READING PASSAGE:
It can be a challenging transition, school to work. In a little part of myself, I feel misled. Tricked. I suppose I can only wish in hindsight that I knew better, but at the same time, it’s what we teach kids nowadays. Namely, that school is how the world works! But it’s not. The world is less planned, less linear, more unpredictable. More… just more.
It is worthy of note that working involves great aspects too. Work does not have homework, not in the way that school does; it is a new, exciting, open-ended phase of life, and attitude is everything in this respect; and work allows you to make money, which undeniably counts for something, after all. For another positive take on this, see this great Elite Daily article on “3 Reasons Why The Real World Is Better Than Going Back To School.”
As it is, I still (and probably always will) get a bit wistful when I think about college. I enjoyed the fluidity of my personal and professional lives being one and the same. I enjoyed wearing the clothes I wanted, the clothes I felt most comfortable in. I enjoyed the freedom of managing my own time, although it was always centered around my school schedule, of course. All in all, it was awesome – because my experience was genuine. It was real. As so many people say, I can look back and declare, overall, that it was an amazing time of my life. I didn’t want it to end.
But life goes on.
Now, I’m sure there are people who hated school and love work, and are reading this with confused looks on their faces. Well, everyone’s different, right?
Truly, I think a big part of why transitioning to the real world was so hard for me had everything to do with adapting. I’m usually not someone to think years into the future, and it just didn’t click that work would be so different from school. I get so used to a certain way that changing it, for me, is especially challenging. For a relevant topic, see my post on Change. Interestingly enough, I studied abroad in college, where the school system was different, and I stand by the belief that if I had grown up in their school system, I would have liked it more, and ultimately, preferred it.

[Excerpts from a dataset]
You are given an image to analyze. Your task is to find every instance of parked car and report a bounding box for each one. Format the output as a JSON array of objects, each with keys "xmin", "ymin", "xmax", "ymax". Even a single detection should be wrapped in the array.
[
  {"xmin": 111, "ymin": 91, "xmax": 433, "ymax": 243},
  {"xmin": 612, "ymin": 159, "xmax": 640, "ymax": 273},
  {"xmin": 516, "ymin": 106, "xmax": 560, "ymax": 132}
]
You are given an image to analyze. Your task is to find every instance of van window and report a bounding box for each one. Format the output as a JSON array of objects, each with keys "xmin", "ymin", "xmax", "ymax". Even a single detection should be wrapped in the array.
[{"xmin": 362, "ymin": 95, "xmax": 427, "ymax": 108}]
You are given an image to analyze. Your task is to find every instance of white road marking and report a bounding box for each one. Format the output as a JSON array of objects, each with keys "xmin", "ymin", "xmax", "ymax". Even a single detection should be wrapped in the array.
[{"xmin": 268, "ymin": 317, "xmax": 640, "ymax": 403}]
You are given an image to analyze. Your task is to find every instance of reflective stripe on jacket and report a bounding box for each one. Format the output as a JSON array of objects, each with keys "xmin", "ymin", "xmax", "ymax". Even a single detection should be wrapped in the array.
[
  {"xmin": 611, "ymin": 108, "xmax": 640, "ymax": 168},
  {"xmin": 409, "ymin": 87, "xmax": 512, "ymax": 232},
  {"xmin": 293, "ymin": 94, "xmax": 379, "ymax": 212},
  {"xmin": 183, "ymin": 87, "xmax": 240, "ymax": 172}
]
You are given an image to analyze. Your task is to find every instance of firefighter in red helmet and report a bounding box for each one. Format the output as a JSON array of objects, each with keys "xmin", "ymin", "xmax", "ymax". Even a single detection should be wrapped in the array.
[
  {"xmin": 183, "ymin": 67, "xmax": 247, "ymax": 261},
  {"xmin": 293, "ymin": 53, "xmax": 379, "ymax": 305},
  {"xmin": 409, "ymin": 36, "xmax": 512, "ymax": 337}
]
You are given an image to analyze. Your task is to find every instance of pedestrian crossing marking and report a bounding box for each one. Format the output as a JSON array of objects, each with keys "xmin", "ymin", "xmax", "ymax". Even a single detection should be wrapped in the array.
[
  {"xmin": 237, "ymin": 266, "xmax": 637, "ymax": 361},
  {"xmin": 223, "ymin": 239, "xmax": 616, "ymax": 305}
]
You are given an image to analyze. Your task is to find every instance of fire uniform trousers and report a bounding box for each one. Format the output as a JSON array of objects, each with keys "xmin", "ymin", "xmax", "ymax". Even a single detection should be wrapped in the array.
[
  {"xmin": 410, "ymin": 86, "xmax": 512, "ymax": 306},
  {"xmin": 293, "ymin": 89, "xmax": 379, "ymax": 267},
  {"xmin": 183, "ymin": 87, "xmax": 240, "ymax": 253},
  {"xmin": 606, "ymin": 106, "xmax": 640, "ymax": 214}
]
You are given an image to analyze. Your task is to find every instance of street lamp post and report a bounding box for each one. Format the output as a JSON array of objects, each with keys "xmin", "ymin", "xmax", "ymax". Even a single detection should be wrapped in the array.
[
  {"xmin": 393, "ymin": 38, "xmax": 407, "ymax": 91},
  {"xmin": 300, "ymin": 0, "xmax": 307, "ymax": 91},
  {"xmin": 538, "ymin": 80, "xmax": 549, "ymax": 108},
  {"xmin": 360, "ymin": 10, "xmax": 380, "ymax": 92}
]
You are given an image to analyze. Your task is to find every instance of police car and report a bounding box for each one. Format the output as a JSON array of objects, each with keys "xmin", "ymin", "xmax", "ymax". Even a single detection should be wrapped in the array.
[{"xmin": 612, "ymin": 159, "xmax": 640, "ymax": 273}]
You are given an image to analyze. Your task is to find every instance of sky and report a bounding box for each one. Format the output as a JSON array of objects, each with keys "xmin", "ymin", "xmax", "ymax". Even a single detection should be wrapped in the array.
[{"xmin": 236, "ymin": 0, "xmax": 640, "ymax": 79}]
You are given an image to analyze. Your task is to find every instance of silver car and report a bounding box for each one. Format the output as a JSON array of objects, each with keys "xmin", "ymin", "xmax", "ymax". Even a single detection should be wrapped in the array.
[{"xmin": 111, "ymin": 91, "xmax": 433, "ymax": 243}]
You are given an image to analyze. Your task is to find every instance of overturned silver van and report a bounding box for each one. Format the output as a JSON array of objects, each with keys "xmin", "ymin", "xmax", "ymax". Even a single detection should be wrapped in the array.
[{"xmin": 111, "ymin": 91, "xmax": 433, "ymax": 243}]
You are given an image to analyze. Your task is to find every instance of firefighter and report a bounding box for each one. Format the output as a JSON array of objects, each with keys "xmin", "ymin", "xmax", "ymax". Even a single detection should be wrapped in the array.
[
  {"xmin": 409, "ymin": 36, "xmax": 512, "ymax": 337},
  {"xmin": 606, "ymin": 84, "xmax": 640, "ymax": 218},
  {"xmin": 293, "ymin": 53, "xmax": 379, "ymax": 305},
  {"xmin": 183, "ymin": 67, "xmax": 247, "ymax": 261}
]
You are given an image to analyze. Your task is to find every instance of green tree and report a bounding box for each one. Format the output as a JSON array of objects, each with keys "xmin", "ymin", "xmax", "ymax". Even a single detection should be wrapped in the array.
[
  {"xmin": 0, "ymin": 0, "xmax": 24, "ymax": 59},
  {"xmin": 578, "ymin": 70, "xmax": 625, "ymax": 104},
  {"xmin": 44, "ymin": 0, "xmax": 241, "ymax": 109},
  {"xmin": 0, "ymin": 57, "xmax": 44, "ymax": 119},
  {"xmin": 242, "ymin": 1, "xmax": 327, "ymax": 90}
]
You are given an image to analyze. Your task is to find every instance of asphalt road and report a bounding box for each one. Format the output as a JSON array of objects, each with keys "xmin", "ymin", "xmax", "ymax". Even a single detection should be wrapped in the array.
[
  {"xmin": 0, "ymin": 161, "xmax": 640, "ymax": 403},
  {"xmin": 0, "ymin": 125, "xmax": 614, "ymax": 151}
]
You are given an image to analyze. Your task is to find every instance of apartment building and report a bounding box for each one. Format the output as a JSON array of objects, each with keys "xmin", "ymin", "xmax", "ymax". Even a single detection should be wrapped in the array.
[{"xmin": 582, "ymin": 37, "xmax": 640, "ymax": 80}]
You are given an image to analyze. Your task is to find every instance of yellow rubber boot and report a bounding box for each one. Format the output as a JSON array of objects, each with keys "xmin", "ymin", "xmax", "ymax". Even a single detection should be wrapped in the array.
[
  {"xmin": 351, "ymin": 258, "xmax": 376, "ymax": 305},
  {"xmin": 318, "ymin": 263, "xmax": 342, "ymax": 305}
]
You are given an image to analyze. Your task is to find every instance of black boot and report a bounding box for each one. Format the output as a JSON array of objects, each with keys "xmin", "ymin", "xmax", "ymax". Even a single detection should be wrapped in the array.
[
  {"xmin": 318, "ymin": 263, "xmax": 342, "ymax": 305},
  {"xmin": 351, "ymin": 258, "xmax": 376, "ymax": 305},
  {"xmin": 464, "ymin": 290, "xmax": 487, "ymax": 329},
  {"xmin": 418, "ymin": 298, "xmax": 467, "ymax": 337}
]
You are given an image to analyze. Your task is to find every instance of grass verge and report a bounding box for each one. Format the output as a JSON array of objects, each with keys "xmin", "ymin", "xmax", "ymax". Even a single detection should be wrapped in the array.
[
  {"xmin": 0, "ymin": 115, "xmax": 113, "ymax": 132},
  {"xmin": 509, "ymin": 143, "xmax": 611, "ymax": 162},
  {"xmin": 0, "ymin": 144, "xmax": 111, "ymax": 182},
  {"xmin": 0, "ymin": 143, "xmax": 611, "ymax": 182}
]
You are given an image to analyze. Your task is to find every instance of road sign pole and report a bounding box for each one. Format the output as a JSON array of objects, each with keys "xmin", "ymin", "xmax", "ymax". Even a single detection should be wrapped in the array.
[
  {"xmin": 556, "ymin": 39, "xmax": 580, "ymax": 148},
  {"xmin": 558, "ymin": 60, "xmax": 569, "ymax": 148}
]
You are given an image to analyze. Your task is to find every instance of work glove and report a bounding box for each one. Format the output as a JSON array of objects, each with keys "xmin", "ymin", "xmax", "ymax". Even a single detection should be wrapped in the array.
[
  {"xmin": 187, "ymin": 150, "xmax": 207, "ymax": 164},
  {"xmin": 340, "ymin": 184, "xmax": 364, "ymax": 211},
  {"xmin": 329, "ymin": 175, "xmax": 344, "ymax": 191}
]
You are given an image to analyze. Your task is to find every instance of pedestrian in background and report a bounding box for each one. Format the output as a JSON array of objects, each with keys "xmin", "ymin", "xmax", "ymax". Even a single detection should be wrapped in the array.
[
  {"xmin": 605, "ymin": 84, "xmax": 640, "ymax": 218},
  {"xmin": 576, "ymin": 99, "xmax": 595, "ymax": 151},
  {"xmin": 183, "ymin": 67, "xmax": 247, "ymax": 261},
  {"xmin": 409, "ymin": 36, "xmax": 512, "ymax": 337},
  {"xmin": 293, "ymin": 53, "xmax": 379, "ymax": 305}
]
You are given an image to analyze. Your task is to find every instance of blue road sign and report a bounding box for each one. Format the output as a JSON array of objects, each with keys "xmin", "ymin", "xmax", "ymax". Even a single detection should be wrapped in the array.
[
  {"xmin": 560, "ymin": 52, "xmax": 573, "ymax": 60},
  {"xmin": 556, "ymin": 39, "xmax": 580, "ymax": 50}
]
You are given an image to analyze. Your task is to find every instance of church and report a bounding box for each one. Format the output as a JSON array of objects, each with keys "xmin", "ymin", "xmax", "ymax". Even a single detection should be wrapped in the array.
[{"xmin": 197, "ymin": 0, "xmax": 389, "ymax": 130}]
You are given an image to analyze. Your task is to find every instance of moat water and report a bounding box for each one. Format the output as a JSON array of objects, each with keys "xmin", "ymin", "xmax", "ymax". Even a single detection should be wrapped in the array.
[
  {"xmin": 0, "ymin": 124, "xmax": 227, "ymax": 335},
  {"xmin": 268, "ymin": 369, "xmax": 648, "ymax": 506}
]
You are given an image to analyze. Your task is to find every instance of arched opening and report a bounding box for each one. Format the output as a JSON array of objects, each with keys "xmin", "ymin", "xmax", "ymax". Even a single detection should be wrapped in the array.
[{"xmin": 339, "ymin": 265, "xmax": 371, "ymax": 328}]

WHAT YOU HAVE TO DO:
Please extend the essay on moving from school to work, starting after its last sentence. This material was taken from a different source than the essay on moving from school to work.

TASK OUTPUT:
Moreover, perhaps I need to be a little less hard on myself. It took me at least the first half of college to adapt to it, so when I started my first job, why did I impose such strict restrictions on myself to adapt to “the real world” right away? Which, arguably, is an even bigger transition than the one from high school to college?
I’m still here. I’m doing the right things. And so are you. Or if not, then you still can – right now. For inspiration, see my post on No Excuses. If there’s anything to remember, it’s that you’re not alone if you’re feeling the difficulty of this transition (or any other transition) too. It takes time, and the key is finding what works best for you. And when you do, go after it with a passion.
Ultimately, I knew my role. Then I didn’t. Rinse, wash, repeat. That’s life, isn’t it?
A quote that clicked for me recently was in regards to when you are starting work for the first time (perhaps also while in a new city, in a new living situation, or with a new lifestyle): You feel the way you do now because… “You have nothing to measure against.” To add to that further, “And that’s completely fine.”
Keep re-learning the rules to the game. With time, you just might find that you like the new rules more.
From the Elite Daily article linked to above, the real world is “when you become both whom you were meant to be and whom you envisioned yourself to be.”
Welcome to that world. And good luck.